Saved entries

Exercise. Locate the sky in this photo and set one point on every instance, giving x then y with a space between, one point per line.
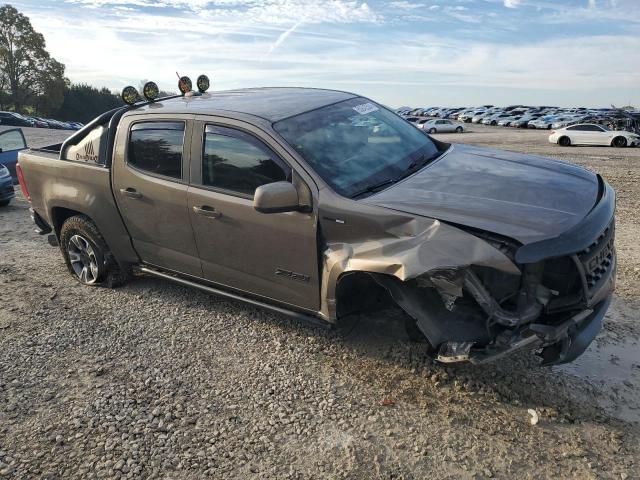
398 52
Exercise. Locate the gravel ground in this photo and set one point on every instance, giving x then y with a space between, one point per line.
154 380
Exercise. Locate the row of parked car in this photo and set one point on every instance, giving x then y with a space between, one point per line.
14 119
521 116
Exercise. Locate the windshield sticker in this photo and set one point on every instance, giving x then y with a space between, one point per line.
365 108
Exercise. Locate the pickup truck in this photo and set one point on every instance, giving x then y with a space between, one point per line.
322 204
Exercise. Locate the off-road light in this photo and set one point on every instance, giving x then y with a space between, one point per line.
184 84
150 91
129 95
203 83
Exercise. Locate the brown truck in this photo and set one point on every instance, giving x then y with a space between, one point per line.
321 204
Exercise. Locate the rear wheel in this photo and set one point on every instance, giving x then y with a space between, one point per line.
564 141
87 256
619 142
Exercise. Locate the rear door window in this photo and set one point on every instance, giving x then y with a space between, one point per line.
156 148
12 140
237 162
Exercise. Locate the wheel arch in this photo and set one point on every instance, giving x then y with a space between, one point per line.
59 215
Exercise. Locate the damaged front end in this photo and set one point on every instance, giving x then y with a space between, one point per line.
555 306
553 301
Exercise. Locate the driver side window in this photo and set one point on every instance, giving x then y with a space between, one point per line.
236 162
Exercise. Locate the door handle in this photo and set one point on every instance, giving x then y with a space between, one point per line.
130 192
207 211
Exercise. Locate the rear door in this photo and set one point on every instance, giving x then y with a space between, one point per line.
578 135
268 255
150 182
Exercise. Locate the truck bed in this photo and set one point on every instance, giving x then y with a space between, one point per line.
60 188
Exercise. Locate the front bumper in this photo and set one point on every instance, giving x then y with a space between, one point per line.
569 321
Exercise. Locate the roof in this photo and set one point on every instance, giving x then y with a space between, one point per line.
272 104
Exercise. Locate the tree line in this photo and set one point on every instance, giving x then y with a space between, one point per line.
33 82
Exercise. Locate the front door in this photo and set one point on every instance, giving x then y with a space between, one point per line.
150 183
268 255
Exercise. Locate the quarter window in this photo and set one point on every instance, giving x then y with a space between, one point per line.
235 161
156 147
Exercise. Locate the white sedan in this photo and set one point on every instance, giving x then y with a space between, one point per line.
441 126
591 134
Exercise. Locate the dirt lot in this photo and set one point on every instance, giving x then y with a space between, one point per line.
154 380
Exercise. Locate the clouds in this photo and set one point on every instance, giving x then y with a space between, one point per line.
399 52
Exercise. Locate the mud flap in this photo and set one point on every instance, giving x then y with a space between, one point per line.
425 306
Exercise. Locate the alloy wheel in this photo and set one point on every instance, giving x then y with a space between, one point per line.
83 259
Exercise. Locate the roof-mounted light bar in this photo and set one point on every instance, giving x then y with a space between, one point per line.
151 92
129 95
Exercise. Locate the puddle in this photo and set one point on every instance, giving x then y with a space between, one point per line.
614 370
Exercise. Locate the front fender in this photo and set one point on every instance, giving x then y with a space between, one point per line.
407 250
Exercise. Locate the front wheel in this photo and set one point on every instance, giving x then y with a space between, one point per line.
87 256
619 142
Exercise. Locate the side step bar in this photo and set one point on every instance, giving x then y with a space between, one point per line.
309 319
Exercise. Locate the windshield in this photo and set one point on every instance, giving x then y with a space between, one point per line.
355 145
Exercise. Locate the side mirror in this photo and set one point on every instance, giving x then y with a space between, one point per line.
276 197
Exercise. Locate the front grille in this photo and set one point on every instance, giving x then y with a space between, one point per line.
598 258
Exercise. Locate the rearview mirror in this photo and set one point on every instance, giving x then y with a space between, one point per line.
276 197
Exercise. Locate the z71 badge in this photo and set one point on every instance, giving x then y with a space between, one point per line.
281 272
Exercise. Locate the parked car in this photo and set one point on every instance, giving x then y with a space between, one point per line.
11 142
442 126
14 120
564 121
6 186
523 121
506 122
543 122
318 203
592 134
35 122
495 118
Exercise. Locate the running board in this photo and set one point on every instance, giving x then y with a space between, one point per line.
311 320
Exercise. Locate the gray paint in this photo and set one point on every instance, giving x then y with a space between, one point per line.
524 197
272 104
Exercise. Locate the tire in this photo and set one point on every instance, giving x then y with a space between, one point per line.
564 141
619 142
87 255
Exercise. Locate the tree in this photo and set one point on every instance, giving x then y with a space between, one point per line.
83 103
28 74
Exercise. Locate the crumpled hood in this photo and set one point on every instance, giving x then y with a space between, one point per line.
524 197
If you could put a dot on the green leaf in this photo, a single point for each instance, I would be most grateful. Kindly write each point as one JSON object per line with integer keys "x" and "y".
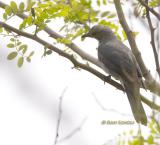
{"x": 12, "y": 55}
{"x": 98, "y": 2}
{"x": 24, "y": 46}
{"x": 20, "y": 61}
{"x": 5, "y": 16}
{"x": 28, "y": 59}
{"x": 29, "y": 20}
{"x": 31, "y": 54}
{"x": 105, "y": 2}
{"x": 8, "y": 10}
{"x": 106, "y": 13}
{"x": 1, "y": 29}
{"x": 24, "y": 50}
{"x": 111, "y": 15}
{"x": 12, "y": 39}
{"x": 21, "y": 6}
{"x": 10, "y": 45}
{"x": 150, "y": 139}
{"x": 48, "y": 52}
{"x": 14, "y": 6}
{"x": 19, "y": 43}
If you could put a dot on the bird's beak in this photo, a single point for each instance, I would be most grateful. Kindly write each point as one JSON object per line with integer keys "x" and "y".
{"x": 86, "y": 35}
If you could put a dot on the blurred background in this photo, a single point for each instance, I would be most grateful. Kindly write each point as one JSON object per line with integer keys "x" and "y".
{"x": 30, "y": 97}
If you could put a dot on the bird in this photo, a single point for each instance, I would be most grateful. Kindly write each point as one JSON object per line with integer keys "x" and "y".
{"x": 119, "y": 62}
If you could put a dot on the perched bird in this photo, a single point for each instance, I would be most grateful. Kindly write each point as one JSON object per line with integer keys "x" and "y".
{"x": 119, "y": 61}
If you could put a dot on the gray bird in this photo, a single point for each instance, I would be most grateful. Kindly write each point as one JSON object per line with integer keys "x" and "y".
{"x": 119, "y": 61}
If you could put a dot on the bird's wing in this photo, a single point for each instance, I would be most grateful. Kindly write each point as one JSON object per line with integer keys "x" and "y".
{"x": 117, "y": 59}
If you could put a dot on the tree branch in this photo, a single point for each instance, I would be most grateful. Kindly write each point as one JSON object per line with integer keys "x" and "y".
{"x": 153, "y": 40}
{"x": 156, "y": 14}
{"x": 73, "y": 60}
{"x": 151, "y": 83}
{"x": 59, "y": 115}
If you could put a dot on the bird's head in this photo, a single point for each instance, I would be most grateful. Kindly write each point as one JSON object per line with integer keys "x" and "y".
{"x": 100, "y": 33}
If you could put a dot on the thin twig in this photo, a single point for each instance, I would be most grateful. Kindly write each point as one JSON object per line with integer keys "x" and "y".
{"x": 149, "y": 80}
{"x": 107, "y": 109}
{"x": 74, "y": 131}
{"x": 152, "y": 30}
{"x": 69, "y": 57}
{"x": 150, "y": 9}
{"x": 59, "y": 115}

GIVEN EXERCISE: Could you copy all of the saved entries above word for word, omitting the pictures?

FULL SOLUTION:
Exercise. Locate the sky in this photo and set one point on every instance, giving x then y with a space between, one point per line.
398 52
Exercise. Locate the gravel ground in this photo and set one point on every instance, giving x then y with a space between, one point per line.
154 380
Exercise. Locate the row of parked car in this photo and set one point on every instance, giving x then y with a space between, one point per line.
14 119
521 116
Exercise. Locate the windshield sticker in this photo and set one point on every instance, giving x then y with a space between, one point per line.
365 108
Exercise. Locate the pickup truck in this photo and set one point on every instance, giving x then y with a space between, one point per line.
322 204
Exercise. Locate the off-road light in this photo and set one point on every instance, giving x then y with a space between, one point per line.
184 84
150 91
129 95
203 83
Exercise. Locate the brown truck in this photo and set one point on every instance, giving x then y with a space between, one point per line.
321 204
Exercise. Locate the rear wheel in this photo and set one point on every instance, giving x then y with a space between, one point per line.
564 141
87 256
619 142
Exercise. Locate the rear door window in this photo and set one point on every instance, giving x then y with a space between, one point per line.
156 148
12 140
237 162
Exercise. Locate the wheel arch in this photo and set one point on every instance, giving x then y with a space between, one point per line.
59 215
Exercise. Locate the damaged front end in this photo and set one point on every instance, giving x then y with a space between, one point per line.
555 306
553 301
Exercise. Locate the driver side window in this photo and set one point on every instance, giving x then y with a space between, one point per line.
236 162
Exercise. Locate the door handle in this photo and set one point on every instance, giving x then y with a space between, one point per line.
130 192
207 211
Exercise. Locate the rear door in this photo and set one point on every instance, giving x then y with a space between, one point per line.
578 135
268 255
150 182
Exercise. Locate the truck bed in this photo and set one point on every instance, giving x then y with a space between, one point per line.
60 188
Exercise. Locate the front bumper in this photo and set one point on every instance, giving x then y with a space between, one point per line.
569 321
Exercise. Locate the roof in this photo and set one point on every instance, giving x then y with a space between, one point per line.
272 104
Exercise. Locate the tree line in this photo and set one point on every instance, giving x then y with a space between, one point per line.
33 82
Exercise. Locate the front door in this photo and set one point on every instance, giving x then y with a space between, one point per line.
150 183
268 255
Exercise. Locate the quarter window in this photo and set one point on every instance, giving x then y with a space between, one point per line.
235 161
156 147
Exercise. Locate the white sedan in this photo and set one point on every instance, giving x then y with a space between, one point per line.
441 126
591 134
Exercise. Locate the dirt lot in this photo and set one point on every instance, giving x then y with a space between, one point per line.
154 380
Exercise. Locate the clouds in this photo and set one point on every instance, giving x then y with a space between, one point per line.
399 52
Exercise. Locate the mud flap in this photo and set one point on every instance, giving x then y with a space between, one point per line.
425 306
Exercise. Locate the alloy wheel in this photo and set one point on every instance, giving x then y with a space between, one point per line.
83 259
Exercise. Locate the roof-mounted light bar in this photo and set one point on every instance, giving x then y with a space between, one point per line.
151 92
129 95
Exercise. Locate the puddle in this photo and set one point on every instance, giving x then y with a space between, one point per line.
614 370
Exercise. Locate the front fender in this photo and set one point on every instance, giving x then y with a space between, one point per line.
407 250
Exercise. Locate the front wheel in this photo and set one point on every instance, giving x then y with a space between, one point per line.
87 256
619 142
Exercise. Locate the side step bar in this photo and set one point on every instance, giving x then y with a space between, one point per line.
309 319
Exercise. Locate the windshield in this photo and set one point on every instance, giving x then y with a space between, one point per line.
355 145
Exercise. Locate the side mirror in this photo and set one point on every instance, giving x then y with a space between, one point per line.
276 197
Exercise. Locate the front grille in this photo and set one point on every instance, giving x then y with a space between, one point per line.
598 258
Exercise. Locate the rearview mirror in this photo and set one point on every instance, giving x then y with a space between, one point per line.
276 197
Exercise. Locate the z71 badge in this photo and set one point on every instance, giving x then y with a space between, one point per line.
281 272
Exercise. Locate the parked car in this photo and set one point on every instance, giving x then y with a space between, one point per line.
11 142
442 126
14 120
564 121
6 186
523 121
506 122
543 122
318 203
592 134
35 122
495 118
Exercise. Locate the running board in this photo and set one point on every instance, giving x then y with a space between, one point per line.
311 320
Exercise. Locate the gray paint in this photo and set one point on every instance, giving x then y with a space between, one point per line.
524 197
272 104
Exercise. Locate the tire in this photo and set one point on every instance, giving x then y with a space between, one point per line.
564 141
619 142
87 255
Exercise. Locate the tree in this photo and set one point on every instance, giving x then y with a space between, one point per line.
83 103
28 74
Exercise. Locate the crumpled hood in this photo and set one point on every instance, giving x then y with a space between, one point per line.
524 197
If you could put a dot on the green leaf in this photo, a single point for each instance, I would be most grateful. Kindly write each point as one JSON object per line with integer keys "x" and "y".
{"x": 12, "y": 55}
{"x": 98, "y": 2}
{"x": 24, "y": 46}
{"x": 20, "y": 61}
{"x": 5, "y": 16}
{"x": 28, "y": 59}
{"x": 29, "y": 20}
{"x": 31, "y": 54}
{"x": 105, "y": 2}
{"x": 8, "y": 10}
{"x": 106, "y": 13}
{"x": 1, "y": 29}
{"x": 24, "y": 50}
{"x": 111, "y": 15}
{"x": 12, "y": 39}
{"x": 21, "y": 6}
{"x": 10, "y": 45}
{"x": 150, "y": 139}
{"x": 48, "y": 52}
{"x": 14, "y": 6}
{"x": 19, "y": 43}
If you could put a dot on the bird's beak in this photo, a single point for each instance, I would be most grateful. Kindly write each point as one JSON object per line with integer keys "x" and "y".
{"x": 86, "y": 35}
If you could put a dot on the blurred background in this photo, a single point for each instance, I would be most grateful. Kindly write each point as one JSON object per line with integer keys "x" and "y".
{"x": 30, "y": 97}
If you could put a dot on the bird in this photo, a single point for each instance, I would be most grateful. Kindly write each point as one JSON object per line with integer keys "x" and "y".
{"x": 119, "y": 62}
If you could put a dot on the perched bird in this photo, a single point for each instance, I would be most grateful. Kindly write each point as one JSON object per line with integer keys "x" and "y".
{"x": 119, "y": 61}
If you could put a dot on the gray bird in this photo, a single point for each instance, I would be most grateful. Kindly write each point as one JSON object per line with integer keys "x" and "y".
{"x": 119, "y": 61}
If you could put a dot on the bird's wing in this photo, a single point for each instance, I would be most grateful. Kindly write each point as one JSON object per line with integer keys "x" and "y".
{"x": 117, "y": 59}
If you could put a dot on the tree branch in this photo, a single point for each instance, I would be most grateful. Kindly write each point as one JSON object per line with integer keys "x" and "y".
{"x": 153, "y": 40}
{"x": 156, "y": 14}
{"x": 73, "y": 60}
{"x": 151, "y": 83}
{"x": 59, "y": 115}
If you could put a dot on the bird's head in this photo, a single point for each instance, I would be most grateful. Kindly write each point as one JSON object per line with integer keys "x" and "y".
{"x": 100, "y": 33}
If you could put a dot on the thin twig in this photo, a single point for each instance, I would be most grateful. Kindly write each point as one JSON object per line with integer keys "x" and "y".
{"x": 149, "y": 80}
{"x": 107, "y": 109}
{"x": 74, "y": 131}
{"x": 152, "y": 30}
{"x": 69, "y": 57}
{"x": 150, "y": 9}
{"x": 59, "y": 115}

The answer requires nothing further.